**BRIEF A**
Copy the stretch of the article on the synagogue attack from "But she quickly" through "the Montclair area.", renaming "synagogue attack" as "temple attack".
**BRIEF B**
Please tell whether each statement agrees with the article on the synagogue attack, answering yes or no and quoting the deciding words: (i) Halbfinger learned of the attack on Snapchat. (ii) Rudoren said the attack frightened her. (iii) Halbfinger is a sophomore.

**TEXT TO READ**
= = = = =
For Montclair’s Jewish teenagers, news of an attack on Temple Ner Tamid came from social media. And as they began to learn more details about the Molotov cocktail thrown at the synagogue on Jan. 29, a range of emotions swept over them – shock, sadness and numbness.

But for leaders of Montclair High School’s Jewish Student Union, their emotions quickly turned to action as they worked to support their classmates in processing the antisemitic assault, with the help of their teachers. 

Shayna Rudoren, a sophomore and JSU social media outreach coordinator, was on her way to Temple Ner Tamid the morning of the attack when her family received the news. But the attack did not scare her, she said. Ner Tamid has implemented several security changes in the past few years, and Rudoren felt confident that the temple was safe, she said. 

But she quickly realized that others felt differently. 

“It's not necessarily about whether I felt scared,” she said. “It's kind of about being part of helping other people who did feel like that's valid and feel like things are happening to make sure that their fear is heard and dealt with.”

Natasha Halbfinger, senior and JSU co-president, said she was not expecting a synagogue attack in the Montclair area. 

“I was kind of just in shock a little bit, and I didn't do any research on what had happened,” said Halbfinger, who saw the news on Snapchat. “It's one thing to know that these things are happening all over the place and another for it to happen in your backyard.”
= = = = =
**EXTRACTED ENTRIES**
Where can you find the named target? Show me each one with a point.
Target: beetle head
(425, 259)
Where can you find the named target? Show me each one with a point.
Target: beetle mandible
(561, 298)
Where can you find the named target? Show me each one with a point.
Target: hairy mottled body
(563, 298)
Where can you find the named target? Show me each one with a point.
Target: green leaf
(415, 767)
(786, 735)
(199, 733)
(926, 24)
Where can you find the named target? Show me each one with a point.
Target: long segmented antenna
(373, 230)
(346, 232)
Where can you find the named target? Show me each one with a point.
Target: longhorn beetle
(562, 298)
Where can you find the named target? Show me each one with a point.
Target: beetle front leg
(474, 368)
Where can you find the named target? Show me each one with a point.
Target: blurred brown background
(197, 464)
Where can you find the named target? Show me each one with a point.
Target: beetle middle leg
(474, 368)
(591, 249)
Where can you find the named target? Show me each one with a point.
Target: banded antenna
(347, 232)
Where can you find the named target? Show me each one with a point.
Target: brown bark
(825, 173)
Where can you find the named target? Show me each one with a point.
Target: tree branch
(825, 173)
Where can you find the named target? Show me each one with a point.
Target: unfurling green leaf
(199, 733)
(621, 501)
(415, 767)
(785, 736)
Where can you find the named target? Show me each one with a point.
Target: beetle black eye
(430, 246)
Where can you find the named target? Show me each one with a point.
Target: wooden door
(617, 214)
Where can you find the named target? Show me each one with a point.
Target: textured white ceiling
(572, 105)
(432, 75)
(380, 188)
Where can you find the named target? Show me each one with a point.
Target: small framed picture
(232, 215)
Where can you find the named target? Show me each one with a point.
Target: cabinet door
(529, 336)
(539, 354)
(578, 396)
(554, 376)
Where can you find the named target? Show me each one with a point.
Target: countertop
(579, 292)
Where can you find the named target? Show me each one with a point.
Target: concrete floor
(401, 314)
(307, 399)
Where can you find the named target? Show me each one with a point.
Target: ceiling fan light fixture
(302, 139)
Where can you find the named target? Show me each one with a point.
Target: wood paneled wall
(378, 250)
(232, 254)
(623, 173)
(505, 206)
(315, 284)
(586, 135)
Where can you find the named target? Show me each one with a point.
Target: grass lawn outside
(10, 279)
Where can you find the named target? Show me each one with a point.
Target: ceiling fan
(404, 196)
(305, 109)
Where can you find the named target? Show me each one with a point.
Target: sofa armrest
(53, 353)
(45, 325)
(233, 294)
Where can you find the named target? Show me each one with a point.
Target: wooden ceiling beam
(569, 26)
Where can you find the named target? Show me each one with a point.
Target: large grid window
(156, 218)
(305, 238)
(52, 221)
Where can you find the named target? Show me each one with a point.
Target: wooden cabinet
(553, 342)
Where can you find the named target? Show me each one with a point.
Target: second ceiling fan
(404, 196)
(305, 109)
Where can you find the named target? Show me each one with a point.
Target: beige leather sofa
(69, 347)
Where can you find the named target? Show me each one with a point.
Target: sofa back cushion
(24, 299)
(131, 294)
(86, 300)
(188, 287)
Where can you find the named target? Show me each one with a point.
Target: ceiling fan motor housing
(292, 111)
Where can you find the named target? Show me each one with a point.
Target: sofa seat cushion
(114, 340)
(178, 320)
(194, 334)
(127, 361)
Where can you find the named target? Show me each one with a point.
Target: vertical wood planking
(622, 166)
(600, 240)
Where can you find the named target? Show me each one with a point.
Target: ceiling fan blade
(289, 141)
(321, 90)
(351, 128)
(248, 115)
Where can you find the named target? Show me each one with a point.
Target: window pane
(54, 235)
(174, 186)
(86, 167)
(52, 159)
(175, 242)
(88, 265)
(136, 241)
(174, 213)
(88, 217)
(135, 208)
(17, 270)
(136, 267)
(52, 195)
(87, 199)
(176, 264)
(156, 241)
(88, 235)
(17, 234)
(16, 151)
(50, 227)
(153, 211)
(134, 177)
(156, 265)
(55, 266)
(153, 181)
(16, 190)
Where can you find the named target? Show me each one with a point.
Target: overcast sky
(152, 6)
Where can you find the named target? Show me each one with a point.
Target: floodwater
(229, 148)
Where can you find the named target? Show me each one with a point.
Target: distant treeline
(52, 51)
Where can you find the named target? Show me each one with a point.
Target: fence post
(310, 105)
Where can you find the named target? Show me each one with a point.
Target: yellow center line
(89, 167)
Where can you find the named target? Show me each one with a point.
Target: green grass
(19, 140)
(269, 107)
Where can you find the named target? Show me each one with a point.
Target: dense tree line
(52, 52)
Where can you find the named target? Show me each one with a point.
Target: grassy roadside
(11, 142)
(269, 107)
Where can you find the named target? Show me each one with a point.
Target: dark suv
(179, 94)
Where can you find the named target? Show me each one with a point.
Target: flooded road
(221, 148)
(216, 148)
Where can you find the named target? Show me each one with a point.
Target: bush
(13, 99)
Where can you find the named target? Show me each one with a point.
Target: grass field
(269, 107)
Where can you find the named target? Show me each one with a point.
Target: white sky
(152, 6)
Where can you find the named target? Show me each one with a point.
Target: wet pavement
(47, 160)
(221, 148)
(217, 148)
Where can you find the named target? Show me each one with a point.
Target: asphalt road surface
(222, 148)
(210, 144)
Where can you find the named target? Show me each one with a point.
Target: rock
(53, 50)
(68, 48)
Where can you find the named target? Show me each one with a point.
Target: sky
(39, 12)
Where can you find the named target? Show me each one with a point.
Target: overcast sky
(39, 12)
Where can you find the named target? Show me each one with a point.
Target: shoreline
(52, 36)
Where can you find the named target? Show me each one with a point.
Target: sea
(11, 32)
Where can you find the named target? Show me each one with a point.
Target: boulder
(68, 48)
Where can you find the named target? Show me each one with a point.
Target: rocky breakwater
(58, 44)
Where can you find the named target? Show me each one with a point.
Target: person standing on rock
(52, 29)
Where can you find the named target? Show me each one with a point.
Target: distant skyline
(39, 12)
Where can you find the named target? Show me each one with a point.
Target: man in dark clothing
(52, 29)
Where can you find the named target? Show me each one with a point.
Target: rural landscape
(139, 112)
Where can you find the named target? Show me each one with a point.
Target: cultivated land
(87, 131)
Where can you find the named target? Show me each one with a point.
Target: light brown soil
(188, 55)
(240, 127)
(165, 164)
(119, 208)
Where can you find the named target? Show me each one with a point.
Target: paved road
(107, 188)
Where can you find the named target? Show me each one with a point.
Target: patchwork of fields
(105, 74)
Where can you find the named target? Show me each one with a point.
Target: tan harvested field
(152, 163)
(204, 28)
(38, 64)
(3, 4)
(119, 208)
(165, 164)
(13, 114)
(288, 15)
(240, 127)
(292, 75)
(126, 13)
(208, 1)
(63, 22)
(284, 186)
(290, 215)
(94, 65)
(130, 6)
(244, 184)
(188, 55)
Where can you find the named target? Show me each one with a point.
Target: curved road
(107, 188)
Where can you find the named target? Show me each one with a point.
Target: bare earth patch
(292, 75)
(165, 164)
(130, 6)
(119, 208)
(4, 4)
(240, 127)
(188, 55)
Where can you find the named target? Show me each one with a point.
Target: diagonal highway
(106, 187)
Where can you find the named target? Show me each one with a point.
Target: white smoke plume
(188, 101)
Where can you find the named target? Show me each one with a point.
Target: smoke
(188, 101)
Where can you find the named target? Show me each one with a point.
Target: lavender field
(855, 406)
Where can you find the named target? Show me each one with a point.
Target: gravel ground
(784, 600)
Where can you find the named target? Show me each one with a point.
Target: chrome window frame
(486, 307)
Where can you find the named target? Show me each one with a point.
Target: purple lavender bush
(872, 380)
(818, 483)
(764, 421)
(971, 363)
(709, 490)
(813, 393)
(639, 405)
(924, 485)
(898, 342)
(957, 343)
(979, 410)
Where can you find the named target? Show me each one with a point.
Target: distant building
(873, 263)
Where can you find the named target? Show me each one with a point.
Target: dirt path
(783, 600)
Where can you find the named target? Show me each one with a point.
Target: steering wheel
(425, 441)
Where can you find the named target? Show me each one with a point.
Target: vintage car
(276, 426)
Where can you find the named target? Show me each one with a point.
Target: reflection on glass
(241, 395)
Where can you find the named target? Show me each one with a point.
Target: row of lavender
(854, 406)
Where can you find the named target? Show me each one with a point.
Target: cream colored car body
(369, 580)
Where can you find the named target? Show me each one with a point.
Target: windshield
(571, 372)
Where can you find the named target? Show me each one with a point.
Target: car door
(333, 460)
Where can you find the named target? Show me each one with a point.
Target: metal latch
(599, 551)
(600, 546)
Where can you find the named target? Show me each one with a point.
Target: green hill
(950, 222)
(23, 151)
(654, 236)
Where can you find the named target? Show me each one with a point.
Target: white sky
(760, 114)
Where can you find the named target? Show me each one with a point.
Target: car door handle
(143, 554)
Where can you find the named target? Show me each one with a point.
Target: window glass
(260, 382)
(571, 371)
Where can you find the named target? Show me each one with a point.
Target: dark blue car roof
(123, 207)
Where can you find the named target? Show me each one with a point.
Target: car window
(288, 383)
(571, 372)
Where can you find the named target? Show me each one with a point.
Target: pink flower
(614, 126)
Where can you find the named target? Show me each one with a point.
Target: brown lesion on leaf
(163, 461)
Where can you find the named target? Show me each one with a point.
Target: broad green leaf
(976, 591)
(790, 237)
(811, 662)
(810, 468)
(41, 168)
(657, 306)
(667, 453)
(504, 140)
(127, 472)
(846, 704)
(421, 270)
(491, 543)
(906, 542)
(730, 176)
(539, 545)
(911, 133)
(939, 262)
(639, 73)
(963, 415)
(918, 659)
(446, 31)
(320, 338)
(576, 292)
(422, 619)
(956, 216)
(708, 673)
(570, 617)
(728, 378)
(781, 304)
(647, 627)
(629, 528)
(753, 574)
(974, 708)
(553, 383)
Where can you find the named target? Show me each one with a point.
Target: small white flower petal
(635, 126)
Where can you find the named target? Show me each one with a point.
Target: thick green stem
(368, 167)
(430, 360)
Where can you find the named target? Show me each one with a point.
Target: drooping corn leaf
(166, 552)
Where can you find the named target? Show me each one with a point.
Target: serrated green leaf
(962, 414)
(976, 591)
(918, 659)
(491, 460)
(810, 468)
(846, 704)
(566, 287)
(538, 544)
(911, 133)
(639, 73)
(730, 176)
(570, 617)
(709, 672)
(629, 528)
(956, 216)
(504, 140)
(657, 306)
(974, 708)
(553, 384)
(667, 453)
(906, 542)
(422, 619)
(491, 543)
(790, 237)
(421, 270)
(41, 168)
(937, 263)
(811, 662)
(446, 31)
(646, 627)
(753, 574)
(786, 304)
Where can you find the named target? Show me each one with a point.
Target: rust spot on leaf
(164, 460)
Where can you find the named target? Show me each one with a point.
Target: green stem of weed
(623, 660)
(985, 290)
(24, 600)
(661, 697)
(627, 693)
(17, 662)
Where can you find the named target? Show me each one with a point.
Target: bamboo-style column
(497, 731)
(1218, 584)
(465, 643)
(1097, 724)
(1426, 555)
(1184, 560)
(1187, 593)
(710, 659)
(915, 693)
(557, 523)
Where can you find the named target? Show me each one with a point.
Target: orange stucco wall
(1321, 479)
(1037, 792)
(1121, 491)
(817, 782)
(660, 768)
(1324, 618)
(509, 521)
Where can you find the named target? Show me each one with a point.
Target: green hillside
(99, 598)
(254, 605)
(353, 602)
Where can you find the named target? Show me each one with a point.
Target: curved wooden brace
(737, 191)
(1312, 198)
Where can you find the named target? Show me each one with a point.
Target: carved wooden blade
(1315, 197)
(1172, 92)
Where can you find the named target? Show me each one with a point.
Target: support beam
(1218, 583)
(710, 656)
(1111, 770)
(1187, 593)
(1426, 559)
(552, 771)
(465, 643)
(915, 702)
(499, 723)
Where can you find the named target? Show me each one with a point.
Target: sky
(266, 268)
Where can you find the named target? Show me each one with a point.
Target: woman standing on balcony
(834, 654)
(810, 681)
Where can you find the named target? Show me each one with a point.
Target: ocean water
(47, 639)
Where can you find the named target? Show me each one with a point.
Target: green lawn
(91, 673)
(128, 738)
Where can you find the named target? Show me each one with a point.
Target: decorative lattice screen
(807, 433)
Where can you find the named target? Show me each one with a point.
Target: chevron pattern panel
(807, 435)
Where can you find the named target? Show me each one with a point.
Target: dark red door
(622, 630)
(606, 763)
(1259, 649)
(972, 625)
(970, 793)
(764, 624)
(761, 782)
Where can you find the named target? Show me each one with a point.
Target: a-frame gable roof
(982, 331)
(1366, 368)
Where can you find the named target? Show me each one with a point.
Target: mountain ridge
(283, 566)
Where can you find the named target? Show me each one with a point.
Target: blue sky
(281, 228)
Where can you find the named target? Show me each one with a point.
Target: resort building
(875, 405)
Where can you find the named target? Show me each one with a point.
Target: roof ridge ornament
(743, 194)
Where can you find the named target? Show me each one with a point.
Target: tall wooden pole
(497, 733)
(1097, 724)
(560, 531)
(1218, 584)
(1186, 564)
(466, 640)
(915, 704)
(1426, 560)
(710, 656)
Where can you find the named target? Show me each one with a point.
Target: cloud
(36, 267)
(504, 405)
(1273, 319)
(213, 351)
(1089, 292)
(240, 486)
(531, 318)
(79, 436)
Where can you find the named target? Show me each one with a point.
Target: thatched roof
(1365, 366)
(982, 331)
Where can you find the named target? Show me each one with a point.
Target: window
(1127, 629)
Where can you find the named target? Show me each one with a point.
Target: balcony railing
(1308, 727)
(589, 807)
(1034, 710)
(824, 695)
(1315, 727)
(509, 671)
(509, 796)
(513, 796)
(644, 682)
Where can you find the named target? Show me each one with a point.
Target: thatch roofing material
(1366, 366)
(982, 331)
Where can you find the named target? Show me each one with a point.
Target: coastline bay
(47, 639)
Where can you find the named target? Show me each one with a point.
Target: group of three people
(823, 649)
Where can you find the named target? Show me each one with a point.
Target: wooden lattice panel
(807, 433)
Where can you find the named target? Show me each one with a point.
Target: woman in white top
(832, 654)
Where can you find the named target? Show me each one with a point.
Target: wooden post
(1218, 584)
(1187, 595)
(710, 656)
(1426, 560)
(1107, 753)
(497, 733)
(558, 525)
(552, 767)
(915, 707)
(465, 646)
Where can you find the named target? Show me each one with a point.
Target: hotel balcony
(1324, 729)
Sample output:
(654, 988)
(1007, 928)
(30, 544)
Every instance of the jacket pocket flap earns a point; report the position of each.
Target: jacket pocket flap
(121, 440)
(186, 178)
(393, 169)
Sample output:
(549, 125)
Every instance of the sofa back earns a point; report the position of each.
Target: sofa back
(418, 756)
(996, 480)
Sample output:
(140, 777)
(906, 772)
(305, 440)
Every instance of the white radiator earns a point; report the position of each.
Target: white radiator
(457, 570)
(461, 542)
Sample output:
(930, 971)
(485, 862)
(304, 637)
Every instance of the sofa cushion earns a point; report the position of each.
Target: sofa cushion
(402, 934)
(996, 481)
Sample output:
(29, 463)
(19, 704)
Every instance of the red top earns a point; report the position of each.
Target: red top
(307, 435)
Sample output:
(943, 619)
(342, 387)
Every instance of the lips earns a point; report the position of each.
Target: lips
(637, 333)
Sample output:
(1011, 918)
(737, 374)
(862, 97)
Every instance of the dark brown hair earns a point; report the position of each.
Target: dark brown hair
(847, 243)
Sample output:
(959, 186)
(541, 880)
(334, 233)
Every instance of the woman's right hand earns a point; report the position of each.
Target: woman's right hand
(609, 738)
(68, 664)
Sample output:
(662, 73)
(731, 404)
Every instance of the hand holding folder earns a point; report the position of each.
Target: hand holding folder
= = = = =
**COMPLETE RESPONSE A**
But she quickly realized that others felt differently. 

“It's not necessarily about whether I felt scared,” she said. “It's kind of about being part of helping other people who did feel like that's valid and feel like things are happening to make sure that their fear is heard and dealt with.”

Natasha Halbfinger, senior and JSU co-president, said she was not expecting a temple attack in the Montclair area.

**COMPLETE RESPONSE B**
(i) Yes: "who saw the news on Snapchat"
(ii) No: "But the attack did not scare her, she said."
(iii) No: "senior and JSU co-president"